• Provided data
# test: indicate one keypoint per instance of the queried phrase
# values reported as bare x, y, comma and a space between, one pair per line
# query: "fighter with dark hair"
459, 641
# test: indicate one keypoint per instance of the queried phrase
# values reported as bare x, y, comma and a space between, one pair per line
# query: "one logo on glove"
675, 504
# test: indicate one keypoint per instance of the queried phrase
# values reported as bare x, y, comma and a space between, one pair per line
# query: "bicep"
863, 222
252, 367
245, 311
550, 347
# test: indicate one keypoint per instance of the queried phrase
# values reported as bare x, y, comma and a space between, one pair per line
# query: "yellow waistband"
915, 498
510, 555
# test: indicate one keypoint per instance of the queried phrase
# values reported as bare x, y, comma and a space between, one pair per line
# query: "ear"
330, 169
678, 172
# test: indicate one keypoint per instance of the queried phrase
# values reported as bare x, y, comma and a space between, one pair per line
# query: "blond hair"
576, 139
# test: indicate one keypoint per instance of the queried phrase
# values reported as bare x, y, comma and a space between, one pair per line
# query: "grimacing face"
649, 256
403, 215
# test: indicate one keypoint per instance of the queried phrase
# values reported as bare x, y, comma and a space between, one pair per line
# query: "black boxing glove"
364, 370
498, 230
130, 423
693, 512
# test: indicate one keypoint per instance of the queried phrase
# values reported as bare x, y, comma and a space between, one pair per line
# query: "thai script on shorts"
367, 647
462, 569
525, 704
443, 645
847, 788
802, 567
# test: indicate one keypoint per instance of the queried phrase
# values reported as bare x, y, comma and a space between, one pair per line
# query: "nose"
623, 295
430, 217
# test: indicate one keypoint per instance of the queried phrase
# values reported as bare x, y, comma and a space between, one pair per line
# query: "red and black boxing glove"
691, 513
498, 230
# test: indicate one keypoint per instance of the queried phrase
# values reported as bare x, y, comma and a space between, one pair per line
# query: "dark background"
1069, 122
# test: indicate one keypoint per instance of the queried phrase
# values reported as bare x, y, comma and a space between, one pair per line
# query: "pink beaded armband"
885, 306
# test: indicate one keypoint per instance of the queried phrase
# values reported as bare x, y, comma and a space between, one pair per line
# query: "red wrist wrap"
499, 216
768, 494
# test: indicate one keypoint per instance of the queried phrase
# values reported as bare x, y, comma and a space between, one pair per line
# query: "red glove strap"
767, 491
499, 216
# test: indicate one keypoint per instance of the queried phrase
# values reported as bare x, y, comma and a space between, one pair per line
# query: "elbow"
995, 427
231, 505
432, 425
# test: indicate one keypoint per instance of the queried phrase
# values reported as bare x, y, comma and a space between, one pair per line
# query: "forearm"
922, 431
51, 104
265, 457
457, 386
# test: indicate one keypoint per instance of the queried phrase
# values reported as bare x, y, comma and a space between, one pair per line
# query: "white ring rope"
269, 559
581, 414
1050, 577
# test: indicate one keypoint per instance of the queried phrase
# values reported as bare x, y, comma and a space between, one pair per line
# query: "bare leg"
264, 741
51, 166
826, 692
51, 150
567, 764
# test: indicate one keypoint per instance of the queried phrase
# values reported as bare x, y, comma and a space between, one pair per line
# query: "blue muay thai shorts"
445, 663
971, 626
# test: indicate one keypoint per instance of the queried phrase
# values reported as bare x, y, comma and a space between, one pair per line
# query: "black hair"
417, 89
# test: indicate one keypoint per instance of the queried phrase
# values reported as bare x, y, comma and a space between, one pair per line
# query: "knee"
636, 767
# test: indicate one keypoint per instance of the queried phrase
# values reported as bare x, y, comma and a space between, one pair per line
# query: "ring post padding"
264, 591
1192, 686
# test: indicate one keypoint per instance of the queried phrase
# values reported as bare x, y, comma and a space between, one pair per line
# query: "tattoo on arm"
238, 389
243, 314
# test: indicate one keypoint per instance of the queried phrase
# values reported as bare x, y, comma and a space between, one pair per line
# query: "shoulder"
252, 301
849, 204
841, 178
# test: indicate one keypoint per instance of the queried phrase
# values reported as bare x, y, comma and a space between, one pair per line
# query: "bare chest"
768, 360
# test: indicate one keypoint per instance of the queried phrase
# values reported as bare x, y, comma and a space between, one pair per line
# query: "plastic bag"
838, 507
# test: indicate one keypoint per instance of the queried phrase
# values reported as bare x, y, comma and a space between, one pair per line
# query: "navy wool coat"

• Assignment
Write out the material again, matching every line.

• Answer to this problem
# test: indicate one keypoint per instance of the queried phrase
# values reported as bare x, y, comma and a space between, one pair per line
# query: "fighter with dark hair"
459, 641
# test: indicate one keypoint per instance of the queried phrase
# values reported as bare x, y, comma and a space between, one pair per line
# query: "one logo on glove"
675, 504
# test: indicate one keypoint per instance of the queried phrase
# values reported as bare x, y, comma and a space between, one pair per line
# query: "bicep"
863, 222
252, 367
245, 311
550, 347
# test: indicate one keypoint per instance of the queried phrase
# values reported as bare x, y, comma and a space between, one pair per line
# query: "yellow waistband"
915, 498
510, 555
# test: indicate one keypoint per instance of the queried phrase
# values reported as bare x, y, comma and a space between, one pair per line
# query: "ear"
330, 169
678, 172
# test: indicate one keypoint per instance of the queried phrase
# values reported as bare x, y, comma and a space between, one pair per line
# query: "blond hair"
576, 139
# test: indicate one keypoint per instance of the queried phrase
# values reported as bare x, y, comma and a space between, one pair per line
# query: "grimacing face"
649, 256
403, 215
# test: indicate one keypoint per instance of the queried phrase
# values reported as bare x, y, comma and a space between, one pair per line
# query: "black boxing glove"
364, 370
498, 230
130, 423
693, 512
# test: indicate one keypoint per instance of the queried phrase
# values reported as bare x, y, comma and a space between, one pair per line
# query: "thai script on shorts"
367, 647
462, 569
525, 704
443, 645
847, 788
802, 567
# test: indicate one keypoint per instance of the queried phrase
# values reported as bare x, y, comma and a space between, one pair per line
# query: "nose"
623, 295
430, 217
# test: indicate one keypoint per instance of the queried phrase
# values reported as bare x, y, comma and a space between, one pair per line
# query: "red and black boxing glove"
691, 513
498, 230
# test: indicate one keypoint per instance of the queried phrase
# values reported as bare x, y, comma and a space between, one pair per line
# query: "dark background"
1069, 122
# test: indicate one keypoint per instance of the queried phrase
# values reported as bare x, y, comma and a space between, one pair per line
# query: "pink beaded armband"
885, 306
# test: indicate one keypoint per instance of the queried phrase
# values reported as bare x, y, comma and a space between, one pair per line
# query: "red wrist wrap"
499, 216
768, 494
# test: indicate one keypoint per instance of the queried phrase
# values reported as bare x, y, comma and a space between, one pair per line
# query: "red glove strap"
767, 491
499, 216
# test: indicate one keypoint per instance of the queried phrase
# values reported as bare x, y, comma and a space between, one pair per line
# query: "elbow"
995, 427
231, 505
432, 425
# test: indicate one keypoint per instance of the queried phrase
# values reported as bare x, y, comma and a space between, one pair per line
# query: "forearm"
922, 431
51, 104
265, 457
457, 386
# test: indicate one keypoint per instance of the queried phrase
# values reported as bare x, y, comma and a space between, one pair per line
# query: "white ring rope"
269, 559
581, 414
1050, 577
# test: indicate one keypoint per instance of the queried phrase
# values reported as bare x, y, comma and a space between, one pair per line
# query: "bare leg"
264, 741
51, 166
826, 692
51, 150
567, 764
# test: indicate one keypoint per instance of the queried phrase
# values reported as bare x, y, comma and a space between, one pair per line
# query: "blue muay thai shorts"
445, 663
971, 626
# test: indicate one keypoint per instance of the queried phrase
# values reported as bare x, y, comma and a space between, one pair per line
# query: "black hair"
417, 89
# test: indicate one keypoint per instance of the queried phrase
# values reported as bare x, y, comma and a space between, one pair per line
# query: "knee"
636, 767
# test: indicate one keypoint per instance of the queried phrase
# values reported as bare x, y, comma and a space between, one pair per line
# query: "ring post padding"
264, 591
1192, 686
# test: indicate one keypoint per instance of the queried phrase
# values reported as bare x, y, comma and a space between, one pair per line
# query: "tattoo on arm"
238, 389
243, 314
# test: indicate one keypoint per instance of the queried phrase
# values reported as bare x, y, comma and a space between, one pair per line
# query: "shoulder"
252, 301
849, 204
841, 178
# test: indicate one keypoint per instance of the queried phrase
# values reported as bare x, y, comma and a space between, one pair per line
# query: "bare chest"
768, 360
# test: indicate one keypoint per instance of the queried phrase
# values reported as bare x, y, comma and a space between, one pair per line
# query: "plastic bag"
838, 507
# test: indicate one keypoint per instance of the queried phrase
# values reported as bare x, y, comma and a space between, one pair per line
# query: "navy wool coat"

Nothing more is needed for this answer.